INFORMATION GIVEN —
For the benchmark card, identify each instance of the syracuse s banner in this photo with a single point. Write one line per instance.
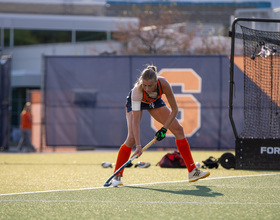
(189, 115)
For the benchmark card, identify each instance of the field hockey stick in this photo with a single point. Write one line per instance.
(108, 182)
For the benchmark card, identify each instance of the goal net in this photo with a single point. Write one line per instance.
(257, 144)
(261, 83)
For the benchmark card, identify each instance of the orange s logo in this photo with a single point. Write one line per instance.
(189, 107)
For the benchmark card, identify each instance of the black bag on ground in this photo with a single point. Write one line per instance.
(172, 160)
(210, 163)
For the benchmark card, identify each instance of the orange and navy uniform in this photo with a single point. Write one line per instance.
(147, 99)
(26, 121)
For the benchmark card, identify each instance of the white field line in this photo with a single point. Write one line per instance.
(143, 184)
(140, 202)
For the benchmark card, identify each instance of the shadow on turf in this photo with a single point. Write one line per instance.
(202, 191)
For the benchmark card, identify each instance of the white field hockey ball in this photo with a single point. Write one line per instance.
(115, 183)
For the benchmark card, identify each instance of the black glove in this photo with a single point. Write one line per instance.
(161, 134)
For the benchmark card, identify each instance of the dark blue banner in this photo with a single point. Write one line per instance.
(85, 99)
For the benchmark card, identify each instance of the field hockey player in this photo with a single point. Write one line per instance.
(146, 95)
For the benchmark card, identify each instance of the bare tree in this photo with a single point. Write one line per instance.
(156, 33)
(165, 31)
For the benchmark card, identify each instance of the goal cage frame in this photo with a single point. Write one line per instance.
(251, 153)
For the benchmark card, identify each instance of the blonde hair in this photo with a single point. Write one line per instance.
(150, 72)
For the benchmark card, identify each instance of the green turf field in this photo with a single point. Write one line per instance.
(70, 186)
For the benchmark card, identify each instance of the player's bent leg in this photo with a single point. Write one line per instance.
(117, 181)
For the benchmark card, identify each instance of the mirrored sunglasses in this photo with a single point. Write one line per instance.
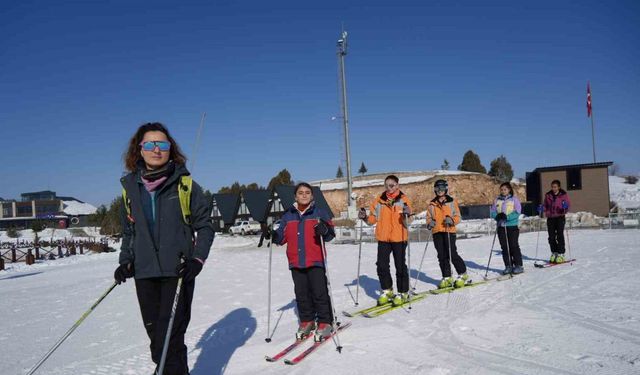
(151, 145)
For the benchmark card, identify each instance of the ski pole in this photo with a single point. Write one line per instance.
(268, 338)
(406, 224)
(336, 324)
(359, 258)
(415, 283)
(540, 210)
(167, 337)
(450, 258)
(506, 238)
(486, 272)
(73, 328)
(568, 244)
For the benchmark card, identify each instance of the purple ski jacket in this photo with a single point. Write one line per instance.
(553, 204)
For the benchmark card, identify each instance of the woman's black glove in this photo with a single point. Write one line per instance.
(189, 270)
(123, 272)
(501, 217)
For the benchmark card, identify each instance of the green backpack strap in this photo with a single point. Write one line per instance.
(127, 202)
(184, 195)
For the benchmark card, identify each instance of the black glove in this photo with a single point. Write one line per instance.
(123, 272)
(189, 270)
(321, 229)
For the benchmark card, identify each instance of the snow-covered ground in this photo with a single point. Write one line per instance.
(572, 319)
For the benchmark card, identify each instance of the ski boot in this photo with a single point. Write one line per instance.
(385, 297)
(400, 298)
(461, 280)
(304, 330)
(446, 282)
(323, 331)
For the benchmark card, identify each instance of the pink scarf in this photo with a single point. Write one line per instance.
(153, 185)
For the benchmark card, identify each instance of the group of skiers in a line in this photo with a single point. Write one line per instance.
(166, 241)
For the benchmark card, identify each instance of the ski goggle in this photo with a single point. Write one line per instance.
(151, 145)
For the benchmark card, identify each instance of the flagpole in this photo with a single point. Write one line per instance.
(590, 114)
(593, 137)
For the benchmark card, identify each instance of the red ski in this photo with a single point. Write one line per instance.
(315, 346)
(287, 350)
(547, 264)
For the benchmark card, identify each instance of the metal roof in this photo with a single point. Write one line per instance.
(604, 164)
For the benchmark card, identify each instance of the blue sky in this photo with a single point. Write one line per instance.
(427, 80)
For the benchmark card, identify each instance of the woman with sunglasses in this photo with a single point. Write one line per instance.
(389, 212)
(506, 212)
(443, 214)
(158, 246)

SET PROBLEM — Copy out, word for word, the lines that begin with the one containing "For the benchmark card, identify each instance of the red" and run through the last of the lines above.

RESPONSE TO THIS EXERCISE —
For the benchmark card, identify each instance of the red ski in this photo with a single point. Write one line per instance.
(315, 346)
(287, 350)
(547, 264)
For the benchmark card, identify each instance of the metal roof in this photo with a single point. Write one line per instance.
(604, 164)
For the benchmark card, identify each instance of the blue sky in this photo with a single point. Write one line per instance.
(427, 80)
For the benchmark card, identify each instance of the woman with sunglasses in this photo with a single point. Write one line per instance.
(389, 212)
(506, 212)
(443, 214)
(158, 246)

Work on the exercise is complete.